-- Exercise description --
Format every item below as a numbered list, leaving out any blank lines.

▼

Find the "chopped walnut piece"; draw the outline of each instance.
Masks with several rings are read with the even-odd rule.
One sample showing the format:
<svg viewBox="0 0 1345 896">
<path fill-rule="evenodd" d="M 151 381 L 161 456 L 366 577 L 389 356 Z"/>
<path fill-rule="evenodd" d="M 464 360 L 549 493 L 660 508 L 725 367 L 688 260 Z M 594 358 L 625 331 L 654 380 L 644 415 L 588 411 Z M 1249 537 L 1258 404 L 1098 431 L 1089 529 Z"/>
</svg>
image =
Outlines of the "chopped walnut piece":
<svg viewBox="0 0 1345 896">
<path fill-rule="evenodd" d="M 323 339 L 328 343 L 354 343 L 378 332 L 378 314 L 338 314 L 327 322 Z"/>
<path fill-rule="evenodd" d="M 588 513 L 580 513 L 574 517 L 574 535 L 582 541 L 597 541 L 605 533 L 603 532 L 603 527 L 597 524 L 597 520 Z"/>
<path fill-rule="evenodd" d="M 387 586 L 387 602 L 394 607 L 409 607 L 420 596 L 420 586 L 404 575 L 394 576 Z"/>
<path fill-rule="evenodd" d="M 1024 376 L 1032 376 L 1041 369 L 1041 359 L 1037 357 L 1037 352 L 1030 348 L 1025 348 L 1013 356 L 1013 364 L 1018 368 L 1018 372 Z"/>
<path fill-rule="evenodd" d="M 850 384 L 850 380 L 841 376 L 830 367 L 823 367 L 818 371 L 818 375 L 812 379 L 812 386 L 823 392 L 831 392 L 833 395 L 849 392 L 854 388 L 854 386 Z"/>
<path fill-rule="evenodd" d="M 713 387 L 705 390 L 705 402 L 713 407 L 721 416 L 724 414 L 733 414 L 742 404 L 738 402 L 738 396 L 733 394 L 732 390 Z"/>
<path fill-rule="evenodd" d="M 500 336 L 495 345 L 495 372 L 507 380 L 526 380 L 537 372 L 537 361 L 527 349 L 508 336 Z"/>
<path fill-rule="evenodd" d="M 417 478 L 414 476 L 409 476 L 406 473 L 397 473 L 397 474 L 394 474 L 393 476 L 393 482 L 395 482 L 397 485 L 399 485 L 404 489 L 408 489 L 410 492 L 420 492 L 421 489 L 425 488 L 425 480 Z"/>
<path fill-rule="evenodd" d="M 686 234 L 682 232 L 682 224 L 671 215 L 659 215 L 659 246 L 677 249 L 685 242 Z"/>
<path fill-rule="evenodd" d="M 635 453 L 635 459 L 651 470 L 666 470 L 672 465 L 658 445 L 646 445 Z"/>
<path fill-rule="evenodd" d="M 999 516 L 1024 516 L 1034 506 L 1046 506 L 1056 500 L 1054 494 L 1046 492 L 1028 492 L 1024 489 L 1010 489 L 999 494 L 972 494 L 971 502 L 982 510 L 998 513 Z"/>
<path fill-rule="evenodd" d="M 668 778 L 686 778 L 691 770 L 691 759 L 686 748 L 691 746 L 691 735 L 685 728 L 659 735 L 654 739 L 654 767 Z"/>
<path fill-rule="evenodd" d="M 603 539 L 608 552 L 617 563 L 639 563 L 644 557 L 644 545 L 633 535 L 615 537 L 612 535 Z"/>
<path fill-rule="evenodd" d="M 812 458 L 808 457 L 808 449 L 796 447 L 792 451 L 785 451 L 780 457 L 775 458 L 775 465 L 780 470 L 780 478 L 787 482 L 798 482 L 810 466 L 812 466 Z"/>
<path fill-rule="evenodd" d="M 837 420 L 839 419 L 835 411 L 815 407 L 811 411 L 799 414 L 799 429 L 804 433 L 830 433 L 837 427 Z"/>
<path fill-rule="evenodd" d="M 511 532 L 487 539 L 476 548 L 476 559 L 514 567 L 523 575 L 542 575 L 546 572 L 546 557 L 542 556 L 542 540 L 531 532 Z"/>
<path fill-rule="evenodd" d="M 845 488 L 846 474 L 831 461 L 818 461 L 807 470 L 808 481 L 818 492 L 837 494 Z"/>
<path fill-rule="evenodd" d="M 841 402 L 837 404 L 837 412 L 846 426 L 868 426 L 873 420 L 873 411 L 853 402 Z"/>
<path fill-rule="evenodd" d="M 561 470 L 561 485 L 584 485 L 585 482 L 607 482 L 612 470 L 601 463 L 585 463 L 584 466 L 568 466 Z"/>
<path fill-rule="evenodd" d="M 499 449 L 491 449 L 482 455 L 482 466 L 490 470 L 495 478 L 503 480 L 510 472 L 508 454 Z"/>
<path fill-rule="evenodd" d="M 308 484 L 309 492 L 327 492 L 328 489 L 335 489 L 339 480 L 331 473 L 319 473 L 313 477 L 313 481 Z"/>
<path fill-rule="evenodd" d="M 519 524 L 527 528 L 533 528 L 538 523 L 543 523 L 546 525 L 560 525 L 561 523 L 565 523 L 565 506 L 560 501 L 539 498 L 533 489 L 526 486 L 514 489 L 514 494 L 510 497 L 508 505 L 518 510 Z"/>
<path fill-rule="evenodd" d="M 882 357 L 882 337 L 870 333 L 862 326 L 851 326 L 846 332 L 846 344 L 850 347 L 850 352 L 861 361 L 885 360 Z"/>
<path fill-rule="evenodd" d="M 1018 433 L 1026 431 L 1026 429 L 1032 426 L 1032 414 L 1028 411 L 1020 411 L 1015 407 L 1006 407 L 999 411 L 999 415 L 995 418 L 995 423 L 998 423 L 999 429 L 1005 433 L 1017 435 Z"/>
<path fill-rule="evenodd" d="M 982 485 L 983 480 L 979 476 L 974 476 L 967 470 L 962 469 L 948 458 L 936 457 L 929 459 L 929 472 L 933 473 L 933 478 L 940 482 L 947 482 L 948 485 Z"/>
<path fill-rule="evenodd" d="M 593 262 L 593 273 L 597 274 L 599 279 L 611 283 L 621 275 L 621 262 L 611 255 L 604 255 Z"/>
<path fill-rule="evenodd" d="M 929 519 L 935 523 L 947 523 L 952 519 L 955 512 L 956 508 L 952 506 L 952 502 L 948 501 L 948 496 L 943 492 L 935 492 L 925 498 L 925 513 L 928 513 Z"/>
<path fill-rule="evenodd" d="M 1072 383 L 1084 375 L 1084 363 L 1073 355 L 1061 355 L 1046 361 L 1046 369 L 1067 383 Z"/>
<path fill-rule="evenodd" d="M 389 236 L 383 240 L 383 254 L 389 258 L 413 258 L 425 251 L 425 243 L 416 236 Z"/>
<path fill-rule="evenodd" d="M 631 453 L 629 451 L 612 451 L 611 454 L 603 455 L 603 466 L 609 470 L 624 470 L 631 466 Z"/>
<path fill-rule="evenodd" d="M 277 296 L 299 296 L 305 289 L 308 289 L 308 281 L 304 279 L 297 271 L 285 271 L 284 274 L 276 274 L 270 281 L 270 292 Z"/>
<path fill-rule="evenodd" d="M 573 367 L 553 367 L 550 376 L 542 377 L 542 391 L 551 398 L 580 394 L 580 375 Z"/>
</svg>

▲

-- Reply to the exercise --
1. Find the "chopped walnut piece"; draw the outline of each instance.
2. Masks with several rings are read with the even-odd rule.
3. One sample showing the format:
4. <svg viewBox="0 0 1345 896">
5. <path fill-rule="evenodd" d="M 151 381 L 161 456 L 366 577 L 389 356 Z"/>
6. <path fill-rule="evenodd" d="M 464 360 L 549 493 L 660 508 L 725 367 L 688 260 Z M 594 358 L 625 331 L 654 380 L 644 415 L 588 411 Z M 1249 537 L 1258 404 L 1098 431 L 1089 529 Z"/>
7. </svg>
8. image =
9. Outlines of the "chopped walnut piece":
10. <svg viewBox="0 0 1345 896">
11. <path fill-rule="evenodd" d="M 323 339 L 328 343 L 354 343 L 378 332 L 378 314 L 338 314 L 327 322 Z"/>
12. <path fill-rule="evenodd" d="M 588 513 L 580 513 L 574 517 L 574 535 L 582 541 L 597 541 L 605 533 L 603 532 L 603 527 L 597 524 L 597 520 Z"/>
13. <path fill-rule="evenodd" d="M 387 586 L 387 602 L 394 607 L 409 607 L 420 596 L 420 586 L 404 575 L 394 576 Z"/>
14. <path fill-rule="evenodd" d="M 1024 376 L 1032 376 L 1041 369 L 1041 359 L 1037 357 L 1037 352 L 1030 348 L 1025 348 L 1013 356 L 1013 364 L 1018 368 L 1018 372 Z"/>
15. <path fill-rule="evenodd" d="M 850 384 L 850 380 L 841 376 L 830 367 L 823 367 L 818 371 L 818 375 L 812 379 L 812 386 L 823 392 L 831 392 L 833 395 L 849 392 L 854 388 L 854 386 Z"/>
16. <path fill-rule="evenodd" d="M 713 387 L 705 390 L 705 402 L 713 407 L 721 416 L 724 414 L 733 414 L 742 404 L 738 402 L 738 396 L 733 394 L 732 390 Z"/>
17. <path fill-rule="evenodd" d="M 500 336 L 495 345 L 495 372 L 507 380 L 526 380 L 537 372 L 537 361 L 527 349 L 508 336 Z"/>
18. <path fill-rule="evenodd" d="M 417 478 L 414 476 L 409 476 L 406 473 L 397 473 L 397 474 L 394 474 L 393 476 L 393 482 L 395 482 L 397 485 L 399 485 L 404 489 L 408 489 L 410 492 L 420 492 L 421 489 L 425 488 L 425 480 Z"/>
19. <path fill-rule="evenodd" d="M 686 234 L 682 232 L 682 224 L 671 215 L 659 215 L 659 246 L 677 249 L 685 242 Z"/>
20. <path fill-rule="evenodd" d="M 635 453 L 635 459 L 651 470 L 666 470 L 672 465 L 658 445 L 646 445 Z"/>
21. <path fill-rule="evenodd" d="M 999 516 L 1024 516 L 1034 506 L 1046 506 L 1056 500 L 1054 494 L 1046 492 L 1028 492 L 1024 489 L 1010 489 L 999 494 L 972 494 L 971 502 L 982 510 L 998 513 Z"/>
22. <path fill-rule="evenodd" d="M 668 778 L 686 778 L 691 770 L 691 759 L 686 748 L 691 746 L 691 735 L 685 728 L 659 735 L 654 739 L 654 767 Z"/>
23. <path fill-rule="evenodd" d="M 603 539 L 608 552 L 617 563 L 639 563 L 644 557 L 644 545 L 633 535 L 615 537 L 612 535 Z"/>
24. <path fill-rule="evenodd" d="M 812 458 L 808 457 L 808 449 L 796 447 L 792 451 L 785 451 L 780 457 L 775 458 L 775 465 L 780 470 L 780 478 L 787 482 L 798 482 L 810 466 L 812 466 Z"/>
25. <path fill-rule="evenodd" d="M 837 420 L 839 419 L 835 411 L 815 407 L 811 411 L 799 414 L 799 429 L 804 433 L 830 433 L 837 427 Z"/>
26. <path fill-rule="evenodd" d="M 511 532 L 487 539 L 476 548 L 476 559 L 514 567 L 523 575 L 542 575 L 546 572 L 546 557 L 542 556 L 542 540 L 531 532 Z"/>
27. <path fill-rule="evenodd" d="M 845 488 L 846 474 L 831 461 L 818 461 L 807 470 L 808 481 L 818 492 L 837 494 Z"/>
28. <path fill-rule="evenodd" d="M 841 402 L 837 404 L 837 412 L 846 426 L 868 426 L 873 420 L 873 411 L 853 402 Z"/>
29. <path fill-rule="evenodd" d="M 561 470 L 561 485 L 584 485 L 585 482 L 607 482 L 612 470 L 601 463 L 585 463 L 584 466 L 568 466 Z"/>
30. <path fill-rule="evenodd" d="M 499 449 L 491 449 L 482 455 L 482 466 L 490 470 L 495 478 L 503 480 L 510 472 L 508 454 Z"/>
31. <path fill-rule="evenodd" d="M 308 484 L 309 492 L 327 492 L 328 489 L 335 489 L 339 480 L 331 473 L 319 473 L 313 477 L 313 481 Z"/>
32. <path fill-rule="evenodd" d="M 519 524 L 527 528 L 533 528 L 538 523 L 543 523 L 546 525 L 560 525 L 561 523 L 565 523 L 565 506 L 560 501 L 539 498 L 533 489 L 526 486 L 514 489 L 514 494 L 510 497 L 508 505 L 518 510 Z"/>
33. <path fill-rule="evenodd" d="M 882 357 L 882 337 L 870 333 L 862 326 L 851 326 L 846 332 L 846 344 L 850 347 L 850 352 L 861 361 L 885 360 Z"/>
34. <path fill-rule="evenodd" d="M 1018 433 L 1026 431 L 1026 429 L 1032 426 L 1032 414 L 1028 411 L 1020 411 L 1015 407 L 1006 407 L 999 411 L 999 415 L 995 418 L 995 423 L 998 423 L 999 429 L 1005 433 L 1017 435 Z"/>
35. <path fill-rule="evenodd" d="M 982 485 L 983 480 L 979 476 L 974 476 L 967 470 L 962 469 L 948 458 L 936 457 L 929 459 L 929 472 L 933 473 L 933 478 L 940 482 L 947 482 L 948 485 Z"/>
36. <path fill-rule="evenodd" d="M 593 262 L 593 273 L 597 274 L 599 279 L 611 283 L 621 275 L 621 262 L 611 255 L 604 255 Z"/>
37. <path fill-rule="evenodd" d="M 929 519 L 935 523 L 947 523 L 952 519 L 955 512 L 956 508 L 952 506 L 952 502 L 948 501 L 948 496 L 943 492 L 935 492 L 925 498 L 925 513 L 928 513 Z"/>
38. <path fill-rule="evenodd" d="M 1072 383 L 1084 375 L 1084 363 L 1073 355 L 1061 355 L 1046 361 L 1046 369 L 1067 383 Z"/>
39. <path fill-rule="evenodd" d="M 389 236 L 383 240 L 383 254 L 389 258 L 413 258 L 425 251 L 425 243 L 416 236 Z"/>
40. <path fill-rule="evenodd" d="M 631 453 L 629 451 L 612 451 L 611 454 L 603 455 L 603 466 L 609 470 L 624 470 L 631 466 Z"/>
41. <path fill-rule="evenodd" d="M 277 296 L 299 296 L 305 289 L 308 289 L 308 281 L 304 279 L 297 271 L 285 271 L 284 274 L 276 274 L 270 281 L 270 292 Z"/>
42. <path fill-rule="evenodd" d="M 573 367 L 553 367 L 550 376 L 542 377 L 542 391 L 551 398 L 580 394 L 580 375 Z"/>
43. </svg>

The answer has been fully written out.